[Photo-based point labeling data]
···

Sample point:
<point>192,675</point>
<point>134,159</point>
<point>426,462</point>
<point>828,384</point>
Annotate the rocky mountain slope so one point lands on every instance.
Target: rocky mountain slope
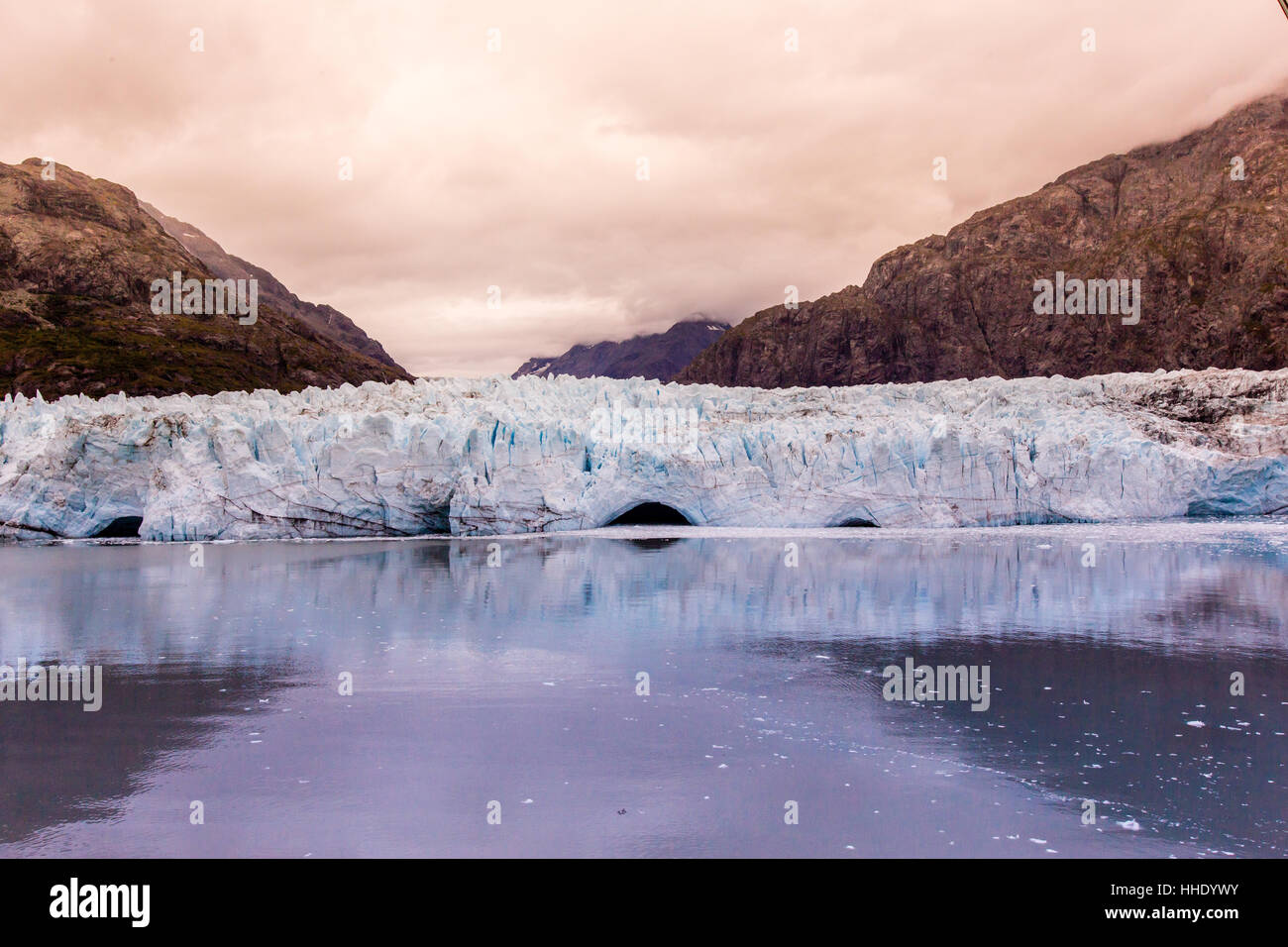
<point>329,321</point>
<point>1210,250</point>
<point>77,257</point>
<point>658,356</point>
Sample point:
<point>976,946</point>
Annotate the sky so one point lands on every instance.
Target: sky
<point>608,167</point>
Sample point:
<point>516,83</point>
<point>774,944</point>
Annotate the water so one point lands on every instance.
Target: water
<point>518,684</point>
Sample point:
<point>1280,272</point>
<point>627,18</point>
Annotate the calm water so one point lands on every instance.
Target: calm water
<point>516,684</point>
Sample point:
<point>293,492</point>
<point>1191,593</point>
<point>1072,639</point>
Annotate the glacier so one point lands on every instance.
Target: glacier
<point>488,457</point>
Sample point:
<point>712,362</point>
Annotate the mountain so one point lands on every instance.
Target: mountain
<point>658,356</point>
<point>330,322</point>
<point>1210,250</point>
<point>77,258</point>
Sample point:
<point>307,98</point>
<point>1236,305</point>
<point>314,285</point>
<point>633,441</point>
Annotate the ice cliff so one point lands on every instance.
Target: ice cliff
<point>531,454</point>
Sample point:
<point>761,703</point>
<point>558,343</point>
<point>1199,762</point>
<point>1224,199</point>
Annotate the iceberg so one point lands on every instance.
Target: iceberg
<point>488,457</point>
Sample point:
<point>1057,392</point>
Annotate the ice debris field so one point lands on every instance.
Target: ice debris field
<point>481,457</point>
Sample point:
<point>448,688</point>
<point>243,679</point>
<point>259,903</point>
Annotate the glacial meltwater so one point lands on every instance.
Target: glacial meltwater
<point>644,690</point>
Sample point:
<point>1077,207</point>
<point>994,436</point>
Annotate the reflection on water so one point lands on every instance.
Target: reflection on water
<point>518,684</point>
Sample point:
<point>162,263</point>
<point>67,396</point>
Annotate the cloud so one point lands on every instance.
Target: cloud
<point>518,167</point>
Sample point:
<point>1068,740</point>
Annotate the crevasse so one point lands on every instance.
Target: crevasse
<point>529,454</point>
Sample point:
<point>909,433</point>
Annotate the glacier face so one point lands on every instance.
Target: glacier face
<point>500,455</point>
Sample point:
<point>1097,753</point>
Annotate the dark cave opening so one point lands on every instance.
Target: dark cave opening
<point>652,514</point>
<point>120,528</point>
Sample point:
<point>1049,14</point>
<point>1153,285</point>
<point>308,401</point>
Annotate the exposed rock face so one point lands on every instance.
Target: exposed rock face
<point>77,257</point>
<point>1210,253</point>
<point>660,356</point>
<point>532,455</point>
<point>329,321</point>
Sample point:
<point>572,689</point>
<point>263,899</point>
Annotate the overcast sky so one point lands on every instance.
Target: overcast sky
<point>519,167</point>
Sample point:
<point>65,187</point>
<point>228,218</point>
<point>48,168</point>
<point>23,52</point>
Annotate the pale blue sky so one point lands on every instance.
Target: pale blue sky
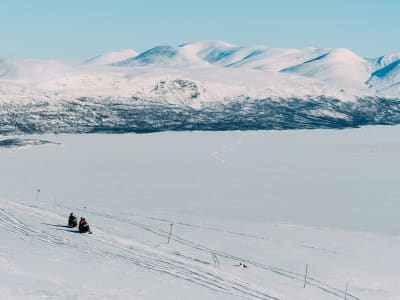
<point>79,29</point>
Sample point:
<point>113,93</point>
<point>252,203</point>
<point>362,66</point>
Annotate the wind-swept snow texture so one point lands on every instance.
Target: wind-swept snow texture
<point>206,85</point>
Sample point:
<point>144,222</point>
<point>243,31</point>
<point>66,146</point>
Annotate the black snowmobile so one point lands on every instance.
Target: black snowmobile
<point>84,226</point>
<point>72,221</point>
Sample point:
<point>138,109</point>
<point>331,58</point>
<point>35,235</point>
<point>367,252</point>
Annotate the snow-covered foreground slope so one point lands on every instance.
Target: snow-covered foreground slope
<point>273,200</point>
<point>206,85</point>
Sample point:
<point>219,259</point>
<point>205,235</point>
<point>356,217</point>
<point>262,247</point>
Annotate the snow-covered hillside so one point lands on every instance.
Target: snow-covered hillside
<point>331,86</point>
<point>274,200</point>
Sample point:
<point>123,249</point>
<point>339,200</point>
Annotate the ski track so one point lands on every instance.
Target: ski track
<point>323,286</point>
<point>139,255</point>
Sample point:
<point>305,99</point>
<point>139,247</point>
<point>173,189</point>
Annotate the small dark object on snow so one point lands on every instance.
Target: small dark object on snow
<point>72,220</point>
<point>84,226</point>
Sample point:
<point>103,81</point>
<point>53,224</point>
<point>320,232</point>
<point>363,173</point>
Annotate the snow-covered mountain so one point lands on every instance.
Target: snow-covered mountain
<point>206,82</point>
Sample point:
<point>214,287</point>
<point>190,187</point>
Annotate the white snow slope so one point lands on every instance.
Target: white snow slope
<point>273,200</point>
<point>221,70</point>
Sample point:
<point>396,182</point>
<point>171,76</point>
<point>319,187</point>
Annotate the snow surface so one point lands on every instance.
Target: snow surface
<point>275,200</point>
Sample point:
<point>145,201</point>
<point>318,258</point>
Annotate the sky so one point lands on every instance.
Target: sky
<point>80,29</point>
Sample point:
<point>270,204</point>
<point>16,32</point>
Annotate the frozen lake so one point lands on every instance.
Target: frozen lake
<point>342,179</point>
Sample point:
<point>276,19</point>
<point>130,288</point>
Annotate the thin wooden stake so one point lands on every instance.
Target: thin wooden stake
<point>37,195</point>
<point>55,204</point>
<point>170,231</point>
<point>305,276</point>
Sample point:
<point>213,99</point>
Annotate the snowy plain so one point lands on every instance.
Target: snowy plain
<point>275,200</point>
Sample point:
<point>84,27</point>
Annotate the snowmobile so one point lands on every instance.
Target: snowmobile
<point>72,221</point>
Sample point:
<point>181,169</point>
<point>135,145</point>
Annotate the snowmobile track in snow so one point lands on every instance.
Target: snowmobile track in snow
<point>323,286</point>
<point>103,244</point>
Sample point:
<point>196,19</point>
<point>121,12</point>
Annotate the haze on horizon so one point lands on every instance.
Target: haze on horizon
<point>79,30</point>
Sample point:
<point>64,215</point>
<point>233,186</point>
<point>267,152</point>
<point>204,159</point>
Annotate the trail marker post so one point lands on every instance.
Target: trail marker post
<point>55,204</point>
<point>170,232</point>
<point>37,195</point>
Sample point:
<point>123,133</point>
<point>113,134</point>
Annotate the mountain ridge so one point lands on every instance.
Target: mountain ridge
<point>334,88</point>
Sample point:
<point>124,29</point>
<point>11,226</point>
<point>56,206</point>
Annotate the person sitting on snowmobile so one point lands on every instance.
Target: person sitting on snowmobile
<point>84,226</point>
<point>72,220</point>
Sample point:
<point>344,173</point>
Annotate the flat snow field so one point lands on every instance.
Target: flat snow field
<point>274,200</point>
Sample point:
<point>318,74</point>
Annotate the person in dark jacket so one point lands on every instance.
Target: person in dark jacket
<point>84,226</point>
<point>72,220</point>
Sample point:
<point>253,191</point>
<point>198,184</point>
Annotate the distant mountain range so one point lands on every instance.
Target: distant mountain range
<point>206,85</point>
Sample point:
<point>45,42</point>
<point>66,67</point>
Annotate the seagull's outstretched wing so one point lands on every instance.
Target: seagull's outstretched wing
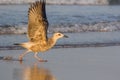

···

> _What needs to be done_: From the rows above, pick out every line that contains the word "field" and copy each one.

> _Solution to this problem_:
Annotate the ice debris field so one point lands on every instance.
Target: ice debris field
Annotate the flat snow field so one point lands on every instance.
Target: flat snow field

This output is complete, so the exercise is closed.